Task goal :: Rewrite all of the material below as a JSON list of strings, one string per line, skipping blank lines and leaving out the pictures.

━━ Exercise material

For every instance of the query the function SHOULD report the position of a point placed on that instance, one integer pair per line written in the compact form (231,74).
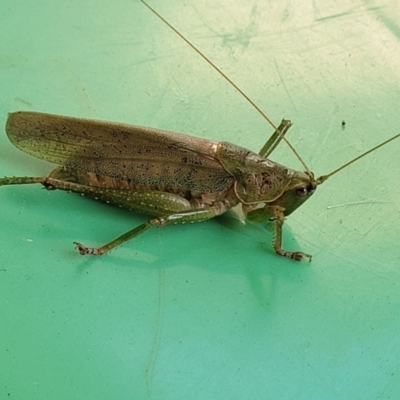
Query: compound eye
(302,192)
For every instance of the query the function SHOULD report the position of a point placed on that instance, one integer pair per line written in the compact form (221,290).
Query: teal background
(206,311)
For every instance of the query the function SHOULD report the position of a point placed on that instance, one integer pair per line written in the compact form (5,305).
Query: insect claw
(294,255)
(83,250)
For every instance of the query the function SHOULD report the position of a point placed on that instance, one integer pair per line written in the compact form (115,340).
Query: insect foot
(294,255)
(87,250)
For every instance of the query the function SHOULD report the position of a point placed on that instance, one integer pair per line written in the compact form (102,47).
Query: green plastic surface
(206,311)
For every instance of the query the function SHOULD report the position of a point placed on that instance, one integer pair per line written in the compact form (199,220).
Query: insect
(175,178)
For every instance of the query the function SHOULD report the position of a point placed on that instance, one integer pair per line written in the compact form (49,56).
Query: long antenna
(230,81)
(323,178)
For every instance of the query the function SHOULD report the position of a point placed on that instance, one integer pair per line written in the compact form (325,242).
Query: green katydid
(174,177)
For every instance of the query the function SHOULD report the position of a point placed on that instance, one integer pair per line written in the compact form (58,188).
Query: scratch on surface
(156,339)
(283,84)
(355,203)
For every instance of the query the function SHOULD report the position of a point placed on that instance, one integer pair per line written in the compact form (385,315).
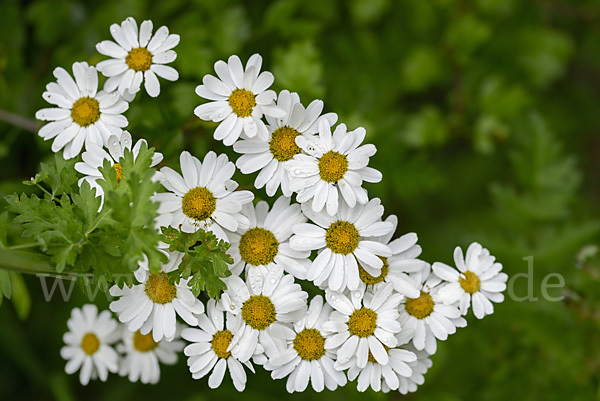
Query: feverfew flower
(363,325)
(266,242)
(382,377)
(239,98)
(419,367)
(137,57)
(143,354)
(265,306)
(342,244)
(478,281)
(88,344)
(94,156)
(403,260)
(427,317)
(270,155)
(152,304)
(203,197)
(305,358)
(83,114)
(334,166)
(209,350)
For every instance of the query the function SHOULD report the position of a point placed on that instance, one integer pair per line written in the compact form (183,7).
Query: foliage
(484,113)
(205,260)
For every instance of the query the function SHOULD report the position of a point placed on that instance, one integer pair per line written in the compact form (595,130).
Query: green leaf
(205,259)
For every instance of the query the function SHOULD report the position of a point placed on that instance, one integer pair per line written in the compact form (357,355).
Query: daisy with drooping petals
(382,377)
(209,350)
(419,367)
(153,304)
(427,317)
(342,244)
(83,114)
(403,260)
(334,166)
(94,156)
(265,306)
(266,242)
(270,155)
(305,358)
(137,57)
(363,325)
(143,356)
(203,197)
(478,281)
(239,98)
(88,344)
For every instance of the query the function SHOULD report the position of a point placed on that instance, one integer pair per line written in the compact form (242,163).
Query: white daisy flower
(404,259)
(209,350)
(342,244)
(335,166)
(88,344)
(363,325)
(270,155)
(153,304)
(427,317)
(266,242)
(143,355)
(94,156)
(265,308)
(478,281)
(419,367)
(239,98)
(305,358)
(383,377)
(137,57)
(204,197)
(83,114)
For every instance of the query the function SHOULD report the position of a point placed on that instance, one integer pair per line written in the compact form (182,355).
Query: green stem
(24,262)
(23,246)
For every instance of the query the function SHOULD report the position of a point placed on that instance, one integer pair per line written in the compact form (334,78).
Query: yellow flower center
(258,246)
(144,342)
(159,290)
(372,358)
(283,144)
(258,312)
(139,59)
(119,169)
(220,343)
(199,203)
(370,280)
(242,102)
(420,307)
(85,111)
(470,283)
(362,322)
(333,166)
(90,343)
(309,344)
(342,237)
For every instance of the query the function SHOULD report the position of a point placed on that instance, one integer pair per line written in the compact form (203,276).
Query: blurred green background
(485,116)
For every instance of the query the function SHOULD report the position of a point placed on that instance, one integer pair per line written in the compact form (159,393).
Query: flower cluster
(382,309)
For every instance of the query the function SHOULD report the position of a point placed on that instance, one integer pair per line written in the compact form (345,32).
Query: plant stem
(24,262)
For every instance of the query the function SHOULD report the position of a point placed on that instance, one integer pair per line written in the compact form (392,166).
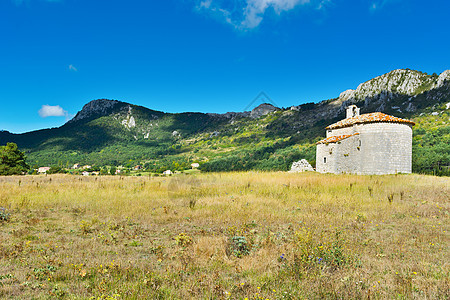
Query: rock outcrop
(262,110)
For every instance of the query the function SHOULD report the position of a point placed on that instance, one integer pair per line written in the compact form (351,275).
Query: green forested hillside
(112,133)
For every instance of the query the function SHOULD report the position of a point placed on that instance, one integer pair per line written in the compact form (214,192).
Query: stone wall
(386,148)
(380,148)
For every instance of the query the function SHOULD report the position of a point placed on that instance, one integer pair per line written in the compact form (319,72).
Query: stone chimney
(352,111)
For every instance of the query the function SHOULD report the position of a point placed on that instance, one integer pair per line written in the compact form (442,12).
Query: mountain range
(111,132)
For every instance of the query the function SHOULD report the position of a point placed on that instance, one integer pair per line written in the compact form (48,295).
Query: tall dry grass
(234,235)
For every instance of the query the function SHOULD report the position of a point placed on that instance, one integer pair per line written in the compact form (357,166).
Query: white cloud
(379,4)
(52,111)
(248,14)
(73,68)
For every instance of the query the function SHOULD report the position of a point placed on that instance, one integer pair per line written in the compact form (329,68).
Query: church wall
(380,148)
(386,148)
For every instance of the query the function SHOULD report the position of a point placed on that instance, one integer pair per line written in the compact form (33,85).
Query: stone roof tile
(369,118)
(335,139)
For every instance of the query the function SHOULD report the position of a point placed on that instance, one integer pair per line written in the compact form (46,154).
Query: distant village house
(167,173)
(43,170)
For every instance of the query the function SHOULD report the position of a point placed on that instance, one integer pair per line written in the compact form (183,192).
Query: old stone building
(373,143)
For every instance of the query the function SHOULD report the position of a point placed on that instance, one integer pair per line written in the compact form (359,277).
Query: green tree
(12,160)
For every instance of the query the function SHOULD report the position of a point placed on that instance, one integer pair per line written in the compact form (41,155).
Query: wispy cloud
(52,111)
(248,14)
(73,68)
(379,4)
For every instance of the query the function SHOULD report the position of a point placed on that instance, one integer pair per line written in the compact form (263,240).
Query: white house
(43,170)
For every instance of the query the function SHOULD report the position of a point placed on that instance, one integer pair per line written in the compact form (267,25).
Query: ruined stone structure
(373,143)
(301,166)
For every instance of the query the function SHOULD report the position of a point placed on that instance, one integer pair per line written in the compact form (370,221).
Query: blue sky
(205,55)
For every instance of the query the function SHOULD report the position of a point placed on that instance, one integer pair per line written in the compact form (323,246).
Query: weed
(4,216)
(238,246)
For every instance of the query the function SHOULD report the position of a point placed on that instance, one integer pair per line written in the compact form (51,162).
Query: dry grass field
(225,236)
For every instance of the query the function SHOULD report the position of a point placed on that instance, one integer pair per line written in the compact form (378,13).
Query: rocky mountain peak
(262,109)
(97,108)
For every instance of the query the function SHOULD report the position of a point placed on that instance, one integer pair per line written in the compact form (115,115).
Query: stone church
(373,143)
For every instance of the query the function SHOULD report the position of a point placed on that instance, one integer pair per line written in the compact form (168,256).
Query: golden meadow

━━━━

Written solution ::
[
  "For every instance of the query the function SHOULD report the position of a point placed on that instance, one integer pair per line written in the compact form (231,74).",
  "Query: compound eye",
  "(302,192)",
  "For every instance of the query the function SHOULD report the position of a point placed on that instance, one integer pair per line written in the compact form (221,290).",
  "Query: teal background",
  "(206,311)",
  "For every instance of the query the function SHOULD report the position of a point placed on that instance, one integer pair per line written in the compact form (5,305).",
  "Query: insect claw",
  "(294,255)",
  "(83,250)",
  "For every instance of the query the function SHOULD report the position of a point placed on that instance, one integer pair per line written in the compact form (115,340).",
  "Query: insect foot",
  "(294,255)",
  "(87,250)",
  "For every instance of the query the function SHOULD report the position of a point placed on that instance, one integer pair per line written in the compact form (102,47).",
  "Query: green plastic surface",
  "(206,311)",
  "For every instance of the query the function SHOULD report the position of a point placed on that instance, one integer pair per line written in the compact form (199,220).",
  "Query: insect",
  "(175,178)",
  "For every instance of the query the function SHOULD report the position of a point placed on that instance, one integer pair per line written in the compact form (49,56).",
  "Query: long antenna",
  "(230,81)",
  "(323,178)",
  "For every instance of the query the function SHOULD report the position of a point placed on that instance, one integer pair per line written in the compact form (325,242).",
  "Query: green katydid",
  "(174,177)",
  "For every instance of the query the function SHOULD report the position of a point placed on that instance, one integer pair per line written in the compact form (58,188).",
  "Query: scratch on surface",
  "(156,339)",
  "(283,84)",
  "(355,203)",
  "For every instance of the query the function SHOULD report the position of a point placed on that instance, one integer pair per line written in the compact form (385,315).",
  "Query: feverfew flower",
  "(363,325)",
  "(266,242)",
  "(382,377)",
  "(239,98)",
  "(419,367)",
  "(137,57)",
  "(143,354)",
  "(265,306)",
  "(342,244)",
  "(478,281)",
  "(88,344)",
  "(94,156)",
  "(403,260)",
  "(427,317)",
  "(270,155)",
  "(152,304)",
  "(203,197)",
  "(305,358)",
  "(83,114)",
  "(334,166)",
  "(209,350)",
  "For every instance of the query the function SHOULD report the position of a point placed on that instance, one integer pair per line written in the compact form (183,7).",
  "Query: foliage",
  "(484,113)",
  "(205,260)",
  "For every instance of the query the function SHOULD report the position of a point placed on that instance, one integer pair per line written in the compact form (595,130).",
  "Query: green leaf",
  "(205,259)",
  "For every instance of the query the function SHOULD report the position of a point placed on that instance, one integer pair per line written in the compact form (357,355).",
  "Query: daisy with drooping petals",
  "(382,377)",
  "(209,350)",
  "(419,367)",
  "(153,304)",
  "(427,317)",
  "(342,244)",
  "(83,114)",
  "(403,260)",
  "(334,166)",
  "(94,156)",
  "(265,306)",
  "(266,242)",
  "(270,155)",
  "(305,358)",
  "(137,57)",
  "(363,325)",
  "(143,356)",
  "(203,197)",
  "(478,281)",
  "(239,98)",
  "(88,344)",
  "For every instance of the query the function SHOULD report the position of a point placed on that instance, one integer pair per line written in the compact form (242,163).",
  "Query: white daisy flower",
  "(404,259)",
  "(209,350)",
  "(342,244)",
  "(335,166)",
  "(88,344)",
  "(363,325)",
  "(270,155)",
  "(153,304)",
  "(427,317)",
  "(266,242)",
  "(143,355)",
  "(94,156)",
  "(265,308)",
  "(478,281)",
  "(419,367)",
  "(239,98)",
  "(305,358)",
  "(383,377)",
  "(137,57)",
  "(204,197)",
  "(83,114)",
  "For every instance of the query the function SHOULD report the position of a point placed on that instance, one integer pair per line written in the compact form (182,355).",
  "Query: green stem",
  "(24,262)",
  "(23,246)",
  "For every instance of the query the function SHOULD report the position of a point placed on that instance, one integer pair per line written in the compact form (334,78).",
  "Query: yellow flower center",
  "(258,246)",
  "(144,342)",
  "(159,290)",
  "(372,358)",
  "(283,144)",
  "(258,312)",
  "(139,59)",
  "(119,169)",
  "(220,343)",
  "(199,203)",
  "(370,280)",
  "(242,102)",
  "(420,307)",
  "(85,111)",
  "(470,283)",
  "(362,322)",
  "(333,166)",
  "(90,343)",
  "(309,344)",
  "(342,237)",
  "For every instance of the query the function SHOULD report the position of a point placed on that instance, one integer pair per line written in the compact form (203,276).",
  "Query: blurred green background",
  "(485,116)",
  "For every instance of the query the function SHOULD report the position of a point placed on that instance, one integer pair per line written in the compact form (159,393).",
  "Query: flower cluster",
  "(382,309)",
  "For every instance of the query the function SHOULD report the position of a point placed on that instance, one integer pair per line written in the compact form (345,32).",
  "Query: plant stem",
  "(24,262)",
  "For every instance of the query the function SHOULD report the position of a point placed on that instance, one integer pair per line written in the compact form (392,166).",
  "Query: rock outcrop",
  "(262,110)",
  "For every instance of the query the function SHOULD report the position of a point placed on that instance, one integer pair per line written in the compact form (351,275).",
  "Query: green forested hillside",
  "(112,133)",
  "For every instance of the query the function SHOULD report the position of a point placed on that instance, one integer pair per line written in the compact form (214,192).",
  "Query: stone wall",
  "(386,148)",
  "(380,148)",
  "For every instance of the query the function SHOULD report the position of a point placed on that instance, one integer pair per line written in the compact form (319,72).",
  "Query: stone chimney",
  "(352,111)",
  "For every instance of the query the function SHOULD report the position of a point placed on that instance, one integer pair per line written in the compact form (442,12).",
  "Query: mountain range",
  "(111,132)",
  "For every instance of the query the function SHOULD report the position of a point placed on that instance, one integer pair per line written in the compact form (48,295).",
  "Query: tall dry grass",
  "(234,235)",
  "For every instance of the query the function SHOULD report the position of a point placed on that instance, one integer pair per line written in the compact form (357,166).",
  "Query: white cloud",
  "(379,4)",
  "(52,111)",
  "(248,14)",
  "(73,68)",
  "For every instance of the query the function SHOULD report the position of a point placed on that instance, one integer pair per line written in the compact form (329,68).",
  "Query: church wall",
  "(380,148)",
  "(386,148)",
  "For every instance of the query the function SHOULD report the position of a point placed on that instance, one integer pair per line written in the compact form (33,85).",
  "Query: stone roof tile",
  "(369,118)",
  "(335,139)",
  "For every instance of the query the function SHOULD report the position of a point placed on that instance, one integer pair per line written in the compact form (46,154).",
  "Query: distant village house",
  "(167,173)",
  "(43,170)",
  "For every instance of the query the function SHOULD report the position of a point placed on that instance, one integer pair per line written in the compact form (183,192).",
  "Query: old stone building",
  "(373,143)",
  "For every instance of the query the function SHOULD report the position of a point placed on that instance, one integer pair per line written in the compact form (359,277).",
  "Query: green tree",
  "(12,160)",
  "For every instance of the query the function SHOULD report the position of a point placed on that instance, one integer pair per line written in the compact form (41,155).",
  "Query: wispy cloud",
  "(52,111)",
  "(248,14)",
  "(73,68)",
  "(379,4)",
  "For every instance of the query the function SHOULD report the position of a point placed on that instance, one integer pair per line written in the compact form (263,240).",
  "Query: white house",
  "(43,170)",
  "For every instance of the query the function SHOULD report the position of a point placed on that instance, one integer pair per line written in the compact form (267,25).",
  "Query: ruined stone structure",
  "(373,143)",
  "(301,166)",
  "For every instance of the query the function SHOULD report the position of a point placed on that instance, one integer pair per line written in the compact form (370,221).",
  "Query: blue sky",
  "(205,55)",
  "For every instance of the query the function SHOULD report the position of a point placed on that instance, one integer pair per line written in the compact form (323,246).",
  "Query: weed",
  "(4,216)",
  "(238,246)",
  "For every instance of the query the function SHOULD report the position of a point placed on that instance, one integer pair per line written in the compact form (51,162).",
  "Query: dry grass field",
  "(225,236)",
  "For every instance of the query the function SHOULD report the position of a point placed on that instance, one integer pair per line written in the compact form (378,13).",
  "Query: rocky mountain peak",
  "(262,109)",
  "(97,108)",
  "For every instance of the query the function SHOULD report the position of a point placed on that instance, one integer pair per line written in the compact form (115,115).",
  "Query: stone church",
  "(373,143)",
  "For every instance of the query the function SHOULD report the position of a point placed on that instance, one integer pair per line written in the compact form (168,256).",
  "Query: golden meadow"
]